### [EXERCISE DIRECTIONS]
With pictures left out, output exactly the lines of the listing below from the line that has "Indicate the striped" to the line that has "x=466, y=759", both lines kept.

--

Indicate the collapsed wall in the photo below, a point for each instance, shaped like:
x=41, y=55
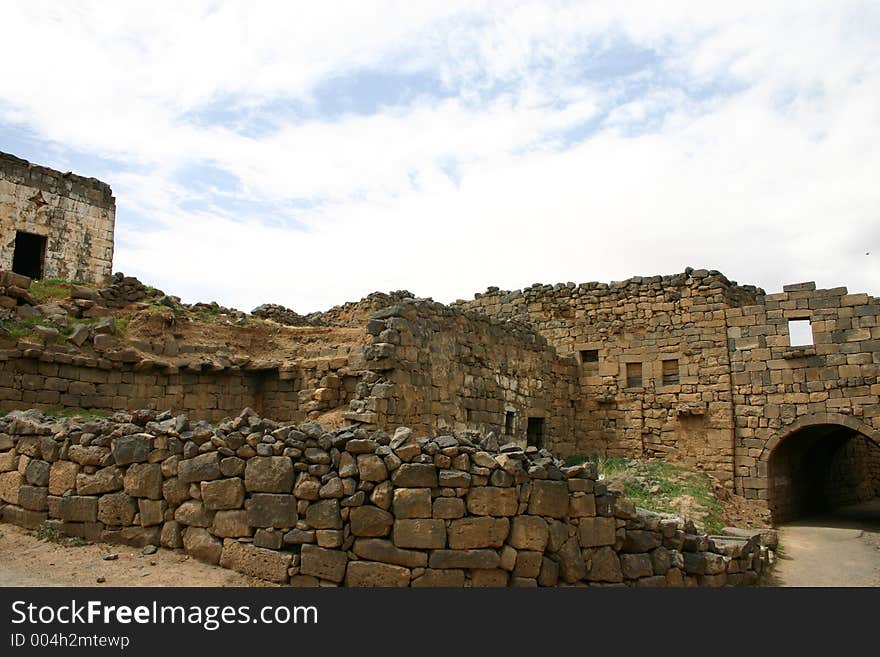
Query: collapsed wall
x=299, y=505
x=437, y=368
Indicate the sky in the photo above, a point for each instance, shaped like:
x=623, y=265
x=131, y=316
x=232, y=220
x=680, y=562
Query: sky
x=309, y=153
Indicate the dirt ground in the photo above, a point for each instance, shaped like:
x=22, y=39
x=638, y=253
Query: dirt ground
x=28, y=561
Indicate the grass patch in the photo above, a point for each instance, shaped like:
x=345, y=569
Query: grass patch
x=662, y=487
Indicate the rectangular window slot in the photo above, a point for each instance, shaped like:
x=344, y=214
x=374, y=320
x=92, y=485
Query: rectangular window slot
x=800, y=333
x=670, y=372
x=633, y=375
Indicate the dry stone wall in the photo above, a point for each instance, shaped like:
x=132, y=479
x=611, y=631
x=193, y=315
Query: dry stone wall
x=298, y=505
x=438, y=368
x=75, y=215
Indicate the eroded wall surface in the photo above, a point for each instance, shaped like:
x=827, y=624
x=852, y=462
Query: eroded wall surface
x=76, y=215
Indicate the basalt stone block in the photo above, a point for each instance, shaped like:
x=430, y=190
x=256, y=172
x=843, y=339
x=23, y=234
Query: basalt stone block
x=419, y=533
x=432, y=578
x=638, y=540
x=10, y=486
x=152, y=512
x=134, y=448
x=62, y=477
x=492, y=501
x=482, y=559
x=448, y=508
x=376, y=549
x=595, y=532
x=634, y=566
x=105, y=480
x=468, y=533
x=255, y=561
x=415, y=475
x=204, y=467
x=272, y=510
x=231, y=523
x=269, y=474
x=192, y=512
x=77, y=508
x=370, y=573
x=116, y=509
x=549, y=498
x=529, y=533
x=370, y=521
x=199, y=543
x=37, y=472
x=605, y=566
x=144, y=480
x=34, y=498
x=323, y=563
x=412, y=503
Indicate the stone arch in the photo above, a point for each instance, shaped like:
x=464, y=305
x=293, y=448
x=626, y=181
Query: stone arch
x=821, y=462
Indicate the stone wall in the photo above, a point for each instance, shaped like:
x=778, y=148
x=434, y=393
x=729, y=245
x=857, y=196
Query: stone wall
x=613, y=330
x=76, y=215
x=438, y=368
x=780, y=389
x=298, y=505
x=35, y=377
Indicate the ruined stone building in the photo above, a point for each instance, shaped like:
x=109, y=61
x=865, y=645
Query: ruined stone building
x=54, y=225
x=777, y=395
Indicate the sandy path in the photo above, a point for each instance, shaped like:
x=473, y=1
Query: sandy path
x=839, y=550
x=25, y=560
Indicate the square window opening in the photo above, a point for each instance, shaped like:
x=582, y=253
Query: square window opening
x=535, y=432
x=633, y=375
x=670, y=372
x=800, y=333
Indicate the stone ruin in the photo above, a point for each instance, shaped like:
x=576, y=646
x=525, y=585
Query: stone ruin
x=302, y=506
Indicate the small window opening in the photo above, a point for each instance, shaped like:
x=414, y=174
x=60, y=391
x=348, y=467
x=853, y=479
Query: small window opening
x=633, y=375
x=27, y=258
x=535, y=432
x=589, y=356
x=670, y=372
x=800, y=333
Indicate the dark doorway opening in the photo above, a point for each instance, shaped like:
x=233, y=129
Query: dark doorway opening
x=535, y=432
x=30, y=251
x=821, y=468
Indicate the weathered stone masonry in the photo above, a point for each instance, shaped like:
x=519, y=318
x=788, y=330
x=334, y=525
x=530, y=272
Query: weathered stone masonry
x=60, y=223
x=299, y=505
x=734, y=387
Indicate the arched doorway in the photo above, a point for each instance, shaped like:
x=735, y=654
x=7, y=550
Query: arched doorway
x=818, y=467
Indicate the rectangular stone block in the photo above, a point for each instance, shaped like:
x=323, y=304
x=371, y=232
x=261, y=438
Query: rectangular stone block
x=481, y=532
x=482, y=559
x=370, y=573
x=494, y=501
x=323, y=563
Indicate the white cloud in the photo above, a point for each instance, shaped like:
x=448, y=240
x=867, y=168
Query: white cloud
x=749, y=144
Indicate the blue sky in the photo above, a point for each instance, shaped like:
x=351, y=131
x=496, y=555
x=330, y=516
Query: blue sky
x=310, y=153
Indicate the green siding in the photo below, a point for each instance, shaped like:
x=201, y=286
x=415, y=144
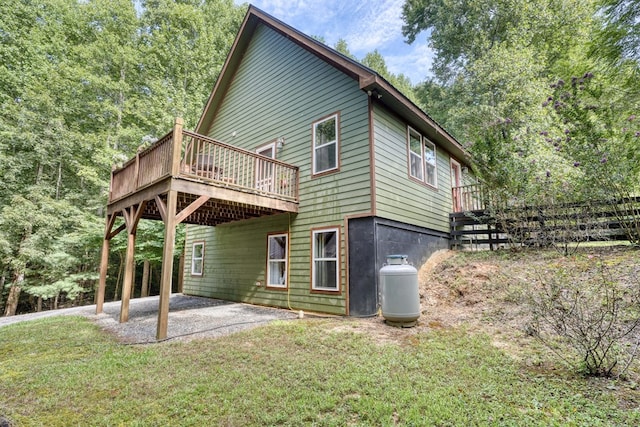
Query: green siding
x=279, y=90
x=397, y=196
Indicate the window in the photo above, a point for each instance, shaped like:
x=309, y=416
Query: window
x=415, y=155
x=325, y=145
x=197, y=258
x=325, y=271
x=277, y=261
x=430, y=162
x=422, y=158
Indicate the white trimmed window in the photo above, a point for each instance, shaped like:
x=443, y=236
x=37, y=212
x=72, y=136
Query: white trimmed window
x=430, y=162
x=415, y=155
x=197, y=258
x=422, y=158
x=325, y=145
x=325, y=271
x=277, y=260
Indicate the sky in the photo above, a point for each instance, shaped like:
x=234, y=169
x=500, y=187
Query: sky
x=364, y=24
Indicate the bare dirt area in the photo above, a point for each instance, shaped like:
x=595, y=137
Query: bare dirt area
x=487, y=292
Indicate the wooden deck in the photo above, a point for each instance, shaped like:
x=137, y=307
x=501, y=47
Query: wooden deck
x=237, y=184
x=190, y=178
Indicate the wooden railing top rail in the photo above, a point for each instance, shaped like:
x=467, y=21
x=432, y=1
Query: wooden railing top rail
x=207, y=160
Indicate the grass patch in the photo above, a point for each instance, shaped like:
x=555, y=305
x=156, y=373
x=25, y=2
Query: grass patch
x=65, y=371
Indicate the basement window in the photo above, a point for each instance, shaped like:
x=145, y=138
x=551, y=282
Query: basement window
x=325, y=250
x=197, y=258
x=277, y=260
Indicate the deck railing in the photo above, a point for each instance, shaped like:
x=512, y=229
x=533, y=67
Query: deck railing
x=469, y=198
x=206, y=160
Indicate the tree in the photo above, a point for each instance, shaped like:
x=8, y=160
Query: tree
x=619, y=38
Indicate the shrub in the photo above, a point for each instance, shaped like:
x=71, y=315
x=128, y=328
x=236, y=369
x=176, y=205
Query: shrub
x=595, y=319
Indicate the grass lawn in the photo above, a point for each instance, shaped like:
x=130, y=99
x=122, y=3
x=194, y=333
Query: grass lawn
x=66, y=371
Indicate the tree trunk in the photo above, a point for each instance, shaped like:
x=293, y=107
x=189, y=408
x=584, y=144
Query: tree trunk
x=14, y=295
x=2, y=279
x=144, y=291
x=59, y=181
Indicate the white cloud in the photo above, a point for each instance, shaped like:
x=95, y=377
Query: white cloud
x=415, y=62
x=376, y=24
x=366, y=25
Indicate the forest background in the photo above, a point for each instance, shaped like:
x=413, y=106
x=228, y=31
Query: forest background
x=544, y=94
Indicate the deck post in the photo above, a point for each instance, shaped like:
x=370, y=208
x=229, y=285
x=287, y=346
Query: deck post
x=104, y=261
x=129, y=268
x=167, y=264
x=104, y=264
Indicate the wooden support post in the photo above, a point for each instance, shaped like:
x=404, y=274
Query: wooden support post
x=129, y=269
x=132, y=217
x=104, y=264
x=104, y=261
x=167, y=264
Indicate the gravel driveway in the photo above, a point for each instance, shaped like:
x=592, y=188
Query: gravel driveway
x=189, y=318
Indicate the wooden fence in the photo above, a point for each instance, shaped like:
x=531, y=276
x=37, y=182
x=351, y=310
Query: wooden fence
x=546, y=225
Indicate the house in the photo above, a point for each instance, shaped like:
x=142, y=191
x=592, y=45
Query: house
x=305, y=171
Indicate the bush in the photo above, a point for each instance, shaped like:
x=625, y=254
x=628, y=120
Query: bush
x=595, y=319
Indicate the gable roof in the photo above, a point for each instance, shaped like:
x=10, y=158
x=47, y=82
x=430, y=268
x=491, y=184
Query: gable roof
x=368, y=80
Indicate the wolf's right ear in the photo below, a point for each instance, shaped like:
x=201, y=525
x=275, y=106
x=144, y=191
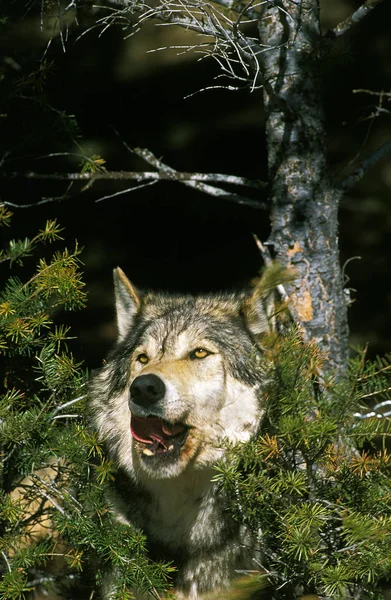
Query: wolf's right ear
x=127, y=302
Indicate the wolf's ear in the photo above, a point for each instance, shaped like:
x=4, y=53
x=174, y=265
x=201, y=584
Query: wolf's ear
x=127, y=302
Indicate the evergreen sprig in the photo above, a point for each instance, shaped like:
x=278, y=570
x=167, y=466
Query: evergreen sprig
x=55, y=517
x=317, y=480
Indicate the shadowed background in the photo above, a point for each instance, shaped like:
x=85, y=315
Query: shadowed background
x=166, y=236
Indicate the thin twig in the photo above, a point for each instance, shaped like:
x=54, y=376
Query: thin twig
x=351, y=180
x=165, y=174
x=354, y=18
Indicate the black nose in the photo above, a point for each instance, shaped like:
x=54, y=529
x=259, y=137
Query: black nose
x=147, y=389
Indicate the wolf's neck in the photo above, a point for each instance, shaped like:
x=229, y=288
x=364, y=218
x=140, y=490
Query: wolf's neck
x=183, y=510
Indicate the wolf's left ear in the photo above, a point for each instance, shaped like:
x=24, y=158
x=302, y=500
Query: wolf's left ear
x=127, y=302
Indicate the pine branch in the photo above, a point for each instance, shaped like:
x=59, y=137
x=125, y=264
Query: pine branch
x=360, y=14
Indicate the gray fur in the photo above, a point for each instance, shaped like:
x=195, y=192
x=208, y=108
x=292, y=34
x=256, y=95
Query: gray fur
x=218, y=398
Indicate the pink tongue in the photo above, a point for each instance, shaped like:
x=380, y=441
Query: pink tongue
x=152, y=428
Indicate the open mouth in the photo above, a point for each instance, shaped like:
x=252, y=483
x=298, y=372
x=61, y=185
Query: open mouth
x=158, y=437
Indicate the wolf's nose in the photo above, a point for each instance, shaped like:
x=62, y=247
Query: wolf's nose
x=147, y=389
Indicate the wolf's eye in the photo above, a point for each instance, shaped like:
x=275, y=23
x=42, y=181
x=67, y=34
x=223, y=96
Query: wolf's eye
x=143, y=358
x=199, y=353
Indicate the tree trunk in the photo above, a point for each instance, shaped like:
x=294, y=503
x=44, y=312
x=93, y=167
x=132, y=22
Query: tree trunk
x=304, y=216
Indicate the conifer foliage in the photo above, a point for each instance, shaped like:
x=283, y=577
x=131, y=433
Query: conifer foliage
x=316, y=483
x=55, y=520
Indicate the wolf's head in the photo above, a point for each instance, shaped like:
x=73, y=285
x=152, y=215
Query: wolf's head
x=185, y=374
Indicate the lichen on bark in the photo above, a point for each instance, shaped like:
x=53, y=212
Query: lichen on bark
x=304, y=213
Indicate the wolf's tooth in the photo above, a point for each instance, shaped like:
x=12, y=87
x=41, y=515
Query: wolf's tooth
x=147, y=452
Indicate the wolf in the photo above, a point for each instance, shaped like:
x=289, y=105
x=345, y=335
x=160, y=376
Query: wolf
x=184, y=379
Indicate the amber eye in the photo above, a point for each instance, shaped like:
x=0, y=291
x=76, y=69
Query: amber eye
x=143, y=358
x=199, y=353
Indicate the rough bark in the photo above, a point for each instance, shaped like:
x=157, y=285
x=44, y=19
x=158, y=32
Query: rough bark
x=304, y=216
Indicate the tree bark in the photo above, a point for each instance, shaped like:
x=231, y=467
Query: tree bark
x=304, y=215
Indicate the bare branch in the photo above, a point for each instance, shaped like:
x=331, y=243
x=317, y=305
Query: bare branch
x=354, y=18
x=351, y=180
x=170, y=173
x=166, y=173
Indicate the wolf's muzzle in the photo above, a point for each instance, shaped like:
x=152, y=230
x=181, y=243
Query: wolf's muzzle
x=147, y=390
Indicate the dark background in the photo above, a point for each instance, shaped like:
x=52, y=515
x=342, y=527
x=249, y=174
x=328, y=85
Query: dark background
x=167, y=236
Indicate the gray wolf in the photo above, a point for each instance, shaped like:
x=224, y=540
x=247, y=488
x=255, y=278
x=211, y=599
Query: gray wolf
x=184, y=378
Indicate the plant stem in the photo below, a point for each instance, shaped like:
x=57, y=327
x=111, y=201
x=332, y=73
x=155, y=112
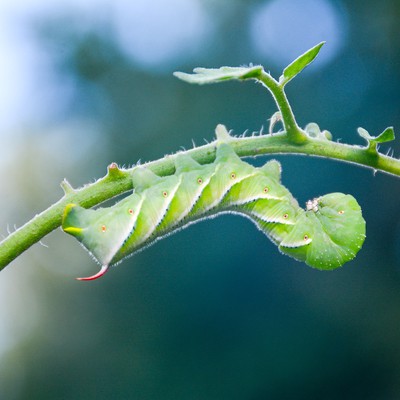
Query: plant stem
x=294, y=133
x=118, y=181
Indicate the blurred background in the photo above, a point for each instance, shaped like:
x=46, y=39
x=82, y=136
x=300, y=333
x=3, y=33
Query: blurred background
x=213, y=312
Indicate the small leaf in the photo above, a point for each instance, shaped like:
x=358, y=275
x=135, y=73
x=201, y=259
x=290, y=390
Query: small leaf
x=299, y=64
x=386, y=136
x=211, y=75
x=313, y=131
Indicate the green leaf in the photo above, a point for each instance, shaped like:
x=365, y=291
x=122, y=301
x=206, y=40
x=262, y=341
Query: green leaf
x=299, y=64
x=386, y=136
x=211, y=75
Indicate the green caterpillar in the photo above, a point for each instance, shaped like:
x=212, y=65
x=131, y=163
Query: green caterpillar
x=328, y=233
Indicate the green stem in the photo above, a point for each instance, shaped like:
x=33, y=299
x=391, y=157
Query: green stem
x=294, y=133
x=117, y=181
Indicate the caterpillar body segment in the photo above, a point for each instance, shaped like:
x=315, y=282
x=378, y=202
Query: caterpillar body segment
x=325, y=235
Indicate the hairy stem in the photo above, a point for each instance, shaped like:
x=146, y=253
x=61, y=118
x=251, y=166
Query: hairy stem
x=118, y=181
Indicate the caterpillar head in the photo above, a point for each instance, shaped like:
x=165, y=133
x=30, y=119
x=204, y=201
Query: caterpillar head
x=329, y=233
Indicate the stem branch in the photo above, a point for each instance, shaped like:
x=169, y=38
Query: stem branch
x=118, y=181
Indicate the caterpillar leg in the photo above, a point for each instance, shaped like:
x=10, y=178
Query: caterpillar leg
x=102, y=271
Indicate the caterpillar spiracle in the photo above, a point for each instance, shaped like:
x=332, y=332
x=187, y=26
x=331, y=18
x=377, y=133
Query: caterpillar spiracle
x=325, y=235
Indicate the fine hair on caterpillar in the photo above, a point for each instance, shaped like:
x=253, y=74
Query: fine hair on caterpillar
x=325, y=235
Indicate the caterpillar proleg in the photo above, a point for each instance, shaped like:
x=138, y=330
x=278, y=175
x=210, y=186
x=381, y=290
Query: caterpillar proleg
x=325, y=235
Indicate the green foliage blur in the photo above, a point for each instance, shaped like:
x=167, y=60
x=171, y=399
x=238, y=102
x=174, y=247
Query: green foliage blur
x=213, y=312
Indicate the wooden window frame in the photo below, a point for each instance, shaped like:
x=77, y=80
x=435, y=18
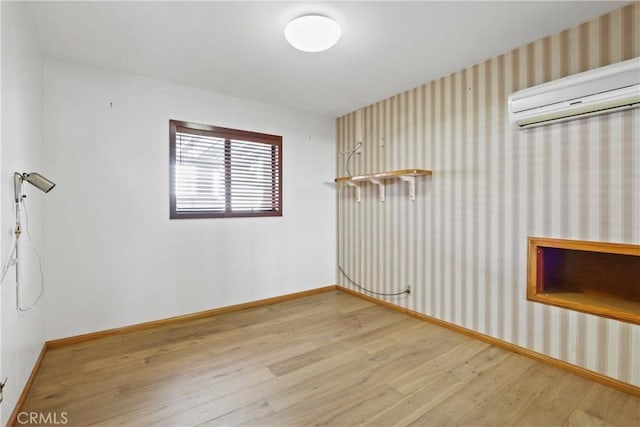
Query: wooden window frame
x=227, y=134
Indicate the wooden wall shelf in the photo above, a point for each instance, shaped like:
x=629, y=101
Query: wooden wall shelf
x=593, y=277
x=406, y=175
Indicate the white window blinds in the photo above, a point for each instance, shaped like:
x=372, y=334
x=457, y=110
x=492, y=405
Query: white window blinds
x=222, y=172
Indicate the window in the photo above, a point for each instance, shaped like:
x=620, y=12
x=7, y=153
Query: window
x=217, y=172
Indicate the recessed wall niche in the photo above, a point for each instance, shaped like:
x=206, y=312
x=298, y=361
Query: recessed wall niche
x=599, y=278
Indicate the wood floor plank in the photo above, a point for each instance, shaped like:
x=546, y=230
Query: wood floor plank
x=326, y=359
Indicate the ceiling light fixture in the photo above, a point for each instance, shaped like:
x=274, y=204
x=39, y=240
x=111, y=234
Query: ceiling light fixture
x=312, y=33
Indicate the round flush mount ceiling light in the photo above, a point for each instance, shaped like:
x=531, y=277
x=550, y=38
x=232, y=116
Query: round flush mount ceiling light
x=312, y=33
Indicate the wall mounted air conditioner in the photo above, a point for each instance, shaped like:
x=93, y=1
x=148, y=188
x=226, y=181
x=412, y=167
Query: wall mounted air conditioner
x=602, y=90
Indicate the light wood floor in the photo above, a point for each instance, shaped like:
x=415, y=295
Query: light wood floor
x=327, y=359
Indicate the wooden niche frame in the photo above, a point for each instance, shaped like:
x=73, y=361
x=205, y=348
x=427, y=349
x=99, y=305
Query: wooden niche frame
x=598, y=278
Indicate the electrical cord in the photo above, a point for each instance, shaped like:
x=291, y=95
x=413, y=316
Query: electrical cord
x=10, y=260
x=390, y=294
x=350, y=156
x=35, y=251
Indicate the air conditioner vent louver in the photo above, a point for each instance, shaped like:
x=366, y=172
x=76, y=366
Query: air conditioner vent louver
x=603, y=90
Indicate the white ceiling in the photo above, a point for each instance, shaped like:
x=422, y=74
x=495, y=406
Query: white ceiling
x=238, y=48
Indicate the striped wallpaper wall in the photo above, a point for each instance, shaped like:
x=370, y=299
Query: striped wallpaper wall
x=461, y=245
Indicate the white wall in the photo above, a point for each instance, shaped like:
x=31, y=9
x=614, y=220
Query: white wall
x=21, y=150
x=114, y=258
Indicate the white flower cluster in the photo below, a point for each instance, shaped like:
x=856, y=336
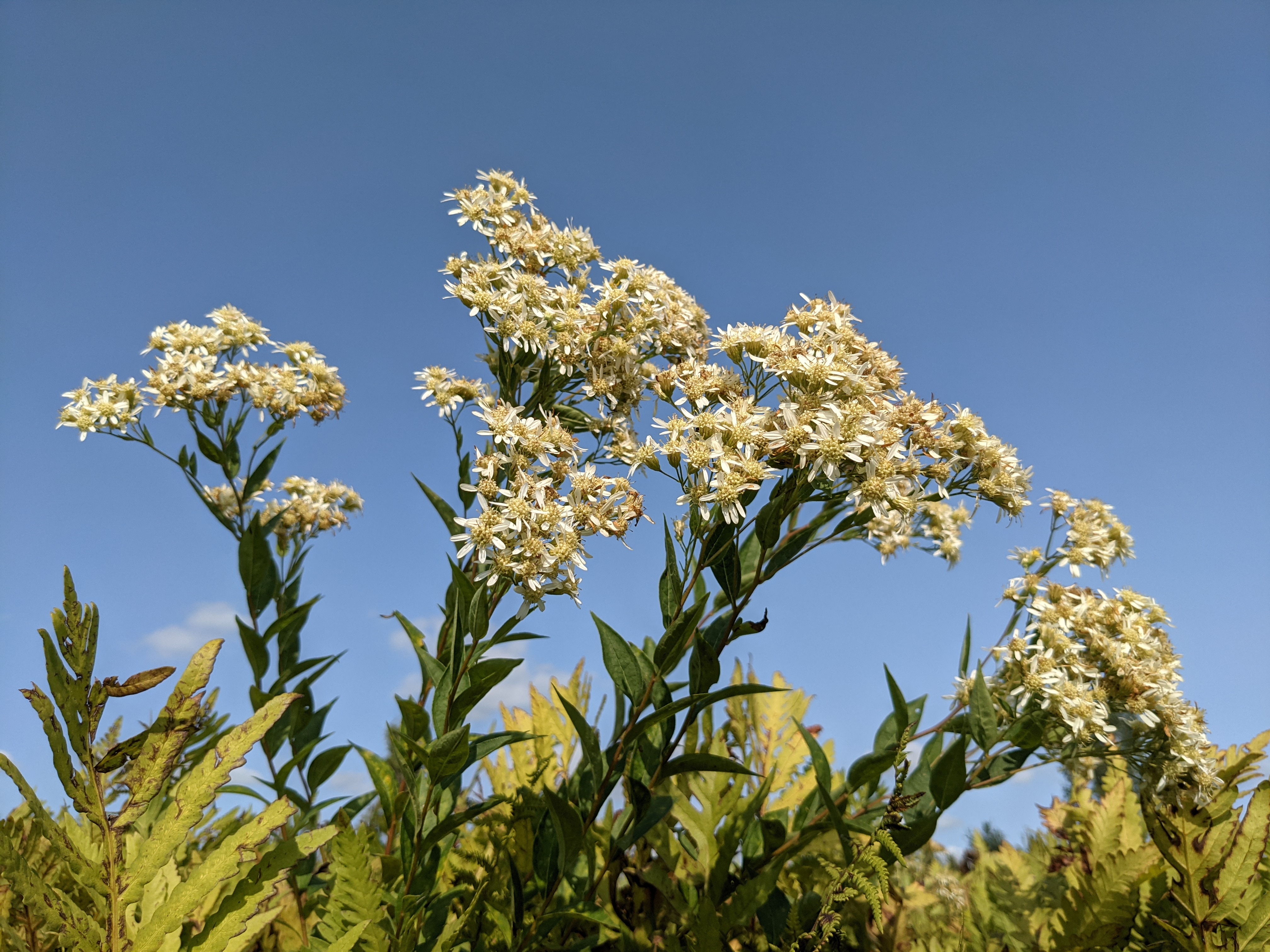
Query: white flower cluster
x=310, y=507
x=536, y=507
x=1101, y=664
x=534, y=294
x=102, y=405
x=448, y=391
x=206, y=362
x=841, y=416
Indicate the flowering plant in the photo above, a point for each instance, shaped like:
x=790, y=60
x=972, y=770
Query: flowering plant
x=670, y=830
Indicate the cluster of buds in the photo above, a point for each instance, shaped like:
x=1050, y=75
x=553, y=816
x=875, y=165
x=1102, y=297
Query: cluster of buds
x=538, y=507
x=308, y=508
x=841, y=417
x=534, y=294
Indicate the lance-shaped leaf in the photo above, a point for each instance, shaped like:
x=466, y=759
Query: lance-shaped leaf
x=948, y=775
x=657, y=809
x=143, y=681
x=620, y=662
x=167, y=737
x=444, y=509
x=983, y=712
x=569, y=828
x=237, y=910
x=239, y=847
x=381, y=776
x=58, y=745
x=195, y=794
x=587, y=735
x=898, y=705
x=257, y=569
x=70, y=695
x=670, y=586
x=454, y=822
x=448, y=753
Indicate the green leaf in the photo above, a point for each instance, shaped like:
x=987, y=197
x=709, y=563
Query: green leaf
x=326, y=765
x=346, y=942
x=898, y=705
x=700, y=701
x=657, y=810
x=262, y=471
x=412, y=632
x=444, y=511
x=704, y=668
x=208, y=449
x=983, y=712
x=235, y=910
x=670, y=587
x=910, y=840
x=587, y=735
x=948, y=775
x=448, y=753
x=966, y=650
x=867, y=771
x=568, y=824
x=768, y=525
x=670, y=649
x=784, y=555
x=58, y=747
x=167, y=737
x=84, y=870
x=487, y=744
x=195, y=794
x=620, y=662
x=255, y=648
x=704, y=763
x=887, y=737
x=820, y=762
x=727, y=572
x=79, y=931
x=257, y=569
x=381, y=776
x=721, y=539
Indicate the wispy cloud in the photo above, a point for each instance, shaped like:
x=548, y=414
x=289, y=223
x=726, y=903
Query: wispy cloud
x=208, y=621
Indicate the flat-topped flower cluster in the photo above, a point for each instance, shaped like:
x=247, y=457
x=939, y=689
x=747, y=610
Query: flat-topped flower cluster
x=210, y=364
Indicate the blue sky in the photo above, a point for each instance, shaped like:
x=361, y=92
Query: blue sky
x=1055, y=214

--

### [THE ANSWER]
Indicate the striped wallpaper wall in the photo above, a point for each instance, shaped like:
x=370, y=299
Query: striped wallpaper wall
x=461, y=245
Indicate the white wall in the photo above, a point for each instance, shaped like:
x=31, y=9
x=614, y=220
Query: white wall
x=21, y=150
x=114, y=258
Indicate the white flower cluster in the photo below, a point for each instance, shaped like:
x=856, y=336
Query: white flower cluster
x=310, y=507
x=536, y=507
x=1101, y=664
x=534, y=294
x=102, y=405
x=448, y=391
x=206, y=362
x=841, y=416
Indicate the flowering plant in the photo above, a point for each instance, shaped like:
x=790, y=60
x=972, y=770
Query: flowering plant
x=670, y=830
Indicate the cluster of buds in the photo above, a point for each instance, shaped like:
x=1050, y=75
x=553, y=816
x=875, y=165
x=1102, y=297
Query: cluster of buds
x=538, y=507
x=308, y=508
x=841, y=417
x=534, y=294
Indicate the lance-shaped leaf in the photo above, a point for each instance, shaped like:
x=466, y=759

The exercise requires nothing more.